==== Data section
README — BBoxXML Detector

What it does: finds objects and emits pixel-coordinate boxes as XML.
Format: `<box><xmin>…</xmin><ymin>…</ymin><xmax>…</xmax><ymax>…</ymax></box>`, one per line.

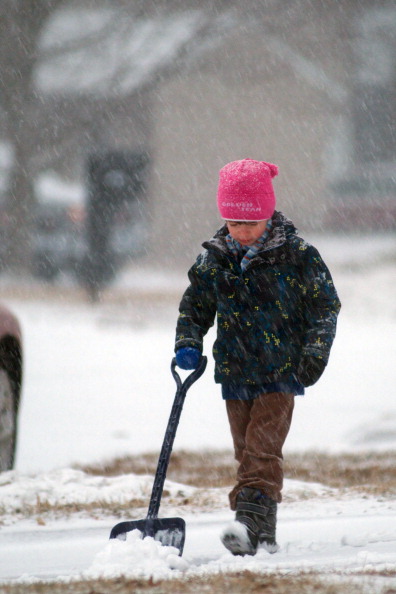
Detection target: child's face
<box><xmin>226</xmin><ymin>220</ymin><xmax>268</xmax><ymax>245</ymax></box>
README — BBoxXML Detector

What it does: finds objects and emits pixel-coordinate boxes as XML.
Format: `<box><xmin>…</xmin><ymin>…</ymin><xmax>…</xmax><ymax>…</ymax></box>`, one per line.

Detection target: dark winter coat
<box><xmin>175</xmin><ymin>211</ymin><xmax>341</xmax><ymax>385</ymax></box>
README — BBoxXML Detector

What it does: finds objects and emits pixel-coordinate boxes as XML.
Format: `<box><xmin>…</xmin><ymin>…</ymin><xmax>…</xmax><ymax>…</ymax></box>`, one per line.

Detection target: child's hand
<box><xmin>176</xmin><ymin>347</ymin><xmax>201</xmax><ymax>369</ymax></box>
<box><xmin>297</xmin><ymin>355</ymin><xmax>326</xmax><ymax>388</ymax></box>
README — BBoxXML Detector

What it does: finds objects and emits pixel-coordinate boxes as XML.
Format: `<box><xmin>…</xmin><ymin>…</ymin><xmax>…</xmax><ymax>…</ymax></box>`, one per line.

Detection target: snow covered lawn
<box><xmin>0</xmin><ymin>231</ymin><xmax>396</xmax><ymax>594</ymax></box>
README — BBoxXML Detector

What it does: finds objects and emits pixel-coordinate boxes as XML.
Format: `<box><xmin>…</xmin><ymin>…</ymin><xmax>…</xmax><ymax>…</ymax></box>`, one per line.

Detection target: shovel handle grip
<box><xmin>171</xmin><ymin>355</ymin><xmax>208</xmax><ymax>392</ymax></box>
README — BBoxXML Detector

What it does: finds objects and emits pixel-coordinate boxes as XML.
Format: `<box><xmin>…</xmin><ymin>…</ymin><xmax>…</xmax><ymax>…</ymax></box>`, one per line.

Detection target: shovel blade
<box><xmin>110</xmin><ymin>518</ymin><xmax>186</xmax><ymax>555</ymax></box>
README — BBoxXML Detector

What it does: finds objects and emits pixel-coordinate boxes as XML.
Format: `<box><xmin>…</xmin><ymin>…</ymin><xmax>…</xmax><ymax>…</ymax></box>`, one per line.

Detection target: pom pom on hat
<box><xmin>217</xmin><ymin>159</ymin><xmax>278</xmax><ymax>221</ymax></box>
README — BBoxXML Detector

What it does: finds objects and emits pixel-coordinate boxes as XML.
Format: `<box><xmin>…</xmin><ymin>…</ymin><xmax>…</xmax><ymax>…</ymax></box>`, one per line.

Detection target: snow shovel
<box><xmin>110</xmin><ymin>357</ymin><xmax>208</xmax><ymax>555</ymax></box>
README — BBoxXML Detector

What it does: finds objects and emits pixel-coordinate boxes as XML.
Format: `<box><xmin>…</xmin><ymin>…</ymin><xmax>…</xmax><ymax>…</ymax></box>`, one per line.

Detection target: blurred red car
<box><xmin>0</xmin><ymin>304</ymin><xmax>23</xmax><ymax>472</ymax></box>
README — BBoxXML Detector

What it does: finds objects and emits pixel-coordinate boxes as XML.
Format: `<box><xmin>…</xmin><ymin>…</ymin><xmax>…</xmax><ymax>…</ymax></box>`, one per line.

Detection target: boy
<box><xmin>175</xmin><ymin>159</ymin><xmax>341</xmax><ymax>555</ymax></box>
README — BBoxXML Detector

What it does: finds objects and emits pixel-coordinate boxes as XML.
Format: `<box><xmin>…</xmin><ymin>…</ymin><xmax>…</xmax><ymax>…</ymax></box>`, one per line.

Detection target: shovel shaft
<box><xmin>147</xmin><ymin>357</ymin><xmax>208</xmax><ymax>519</ymax></box>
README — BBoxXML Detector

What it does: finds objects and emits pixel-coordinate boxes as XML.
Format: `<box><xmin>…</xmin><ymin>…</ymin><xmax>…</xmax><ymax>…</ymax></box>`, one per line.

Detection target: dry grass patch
<box><xmin>82</xmin><ymin>450</ymin><xmax>396</xmax><ymax>496</ymax></box>
<box><xmin>1</xmin><ymin>571</ymin><xmax>396</xmax><ymax>594</ymax></box>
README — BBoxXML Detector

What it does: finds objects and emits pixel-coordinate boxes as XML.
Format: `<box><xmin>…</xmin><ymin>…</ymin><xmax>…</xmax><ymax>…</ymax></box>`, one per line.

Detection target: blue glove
<box><xmin>176</xmin><ymin>347</ymin><xmax>202</xmax><ymax>369</ymax></box>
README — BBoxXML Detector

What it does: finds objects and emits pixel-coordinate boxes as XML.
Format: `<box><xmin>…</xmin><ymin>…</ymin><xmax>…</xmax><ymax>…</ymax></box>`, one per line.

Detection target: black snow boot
<box><xmin>221</xmin><ymin>487</ymin><xmax>279</xmax><ymax>555</ymax></box>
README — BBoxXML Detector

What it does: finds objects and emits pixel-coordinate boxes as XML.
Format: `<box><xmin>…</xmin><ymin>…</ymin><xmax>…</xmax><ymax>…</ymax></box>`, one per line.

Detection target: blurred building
<box><xmin>32</xmin><ymin>0</ymin><xmax>396</xmax><ymax>266</ymax></box>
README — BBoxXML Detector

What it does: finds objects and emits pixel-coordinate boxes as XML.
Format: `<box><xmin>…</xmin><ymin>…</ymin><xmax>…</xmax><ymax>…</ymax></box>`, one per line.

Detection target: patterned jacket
<box><xmin>175</xmin><ymin>211</ymin><xmax>341</xmax><ymax>385</ymax></box>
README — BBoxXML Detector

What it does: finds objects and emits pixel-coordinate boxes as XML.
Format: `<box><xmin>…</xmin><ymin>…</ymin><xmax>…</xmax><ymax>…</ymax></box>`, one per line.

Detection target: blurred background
<box><xmin>0</xmin><ymin>0</ymin><xmax>396</xmax><ymax>299</ymax></box>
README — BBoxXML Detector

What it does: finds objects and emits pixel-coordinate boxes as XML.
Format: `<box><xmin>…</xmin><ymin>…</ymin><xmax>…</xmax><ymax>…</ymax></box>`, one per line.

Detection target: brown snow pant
<box><xmin>226</xmin><ymin>392</ymin><xmax>294</xmax><ymax>510</ymax></box>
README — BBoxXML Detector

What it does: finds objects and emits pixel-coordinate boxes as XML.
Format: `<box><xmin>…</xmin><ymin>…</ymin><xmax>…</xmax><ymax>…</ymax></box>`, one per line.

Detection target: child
<box><xmin>175</xmin><ymin>159</ymin><xmax>341</xmax><ymax>555</ymax></box>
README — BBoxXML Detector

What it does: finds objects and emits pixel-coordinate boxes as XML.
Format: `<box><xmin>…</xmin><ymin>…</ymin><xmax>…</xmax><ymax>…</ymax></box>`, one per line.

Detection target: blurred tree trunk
<box><xmin>0</xmin><ymin>0</ymin><xmax>63</xmax><ymax>272</ymax></box>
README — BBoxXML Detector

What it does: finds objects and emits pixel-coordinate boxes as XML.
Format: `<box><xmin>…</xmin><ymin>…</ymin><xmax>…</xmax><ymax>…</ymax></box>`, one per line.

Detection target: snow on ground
<box><xmin>0</xmin><ymin>236</ymin><xmax>396</xmax><ymax>581</ymax></box>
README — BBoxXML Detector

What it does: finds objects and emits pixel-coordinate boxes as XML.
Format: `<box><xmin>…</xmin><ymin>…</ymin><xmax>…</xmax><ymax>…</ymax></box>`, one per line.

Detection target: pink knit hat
<box><xmin>217</xmin><ymin>159</ymin><xmax>278</xmax><ymax>221</ymax></box>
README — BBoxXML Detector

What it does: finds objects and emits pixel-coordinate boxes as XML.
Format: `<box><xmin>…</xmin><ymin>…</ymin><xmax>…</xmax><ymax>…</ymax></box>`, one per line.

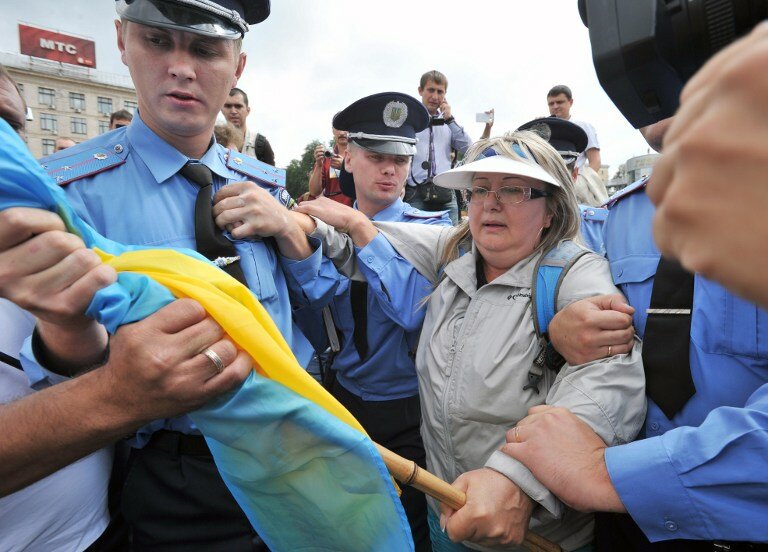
========
Select every line in the rows above that contains the string "child", and reproduce each such line in full.

▶ [Finished exercise]:
Detection target: child's face
Detection target: child's hand
Detection target: child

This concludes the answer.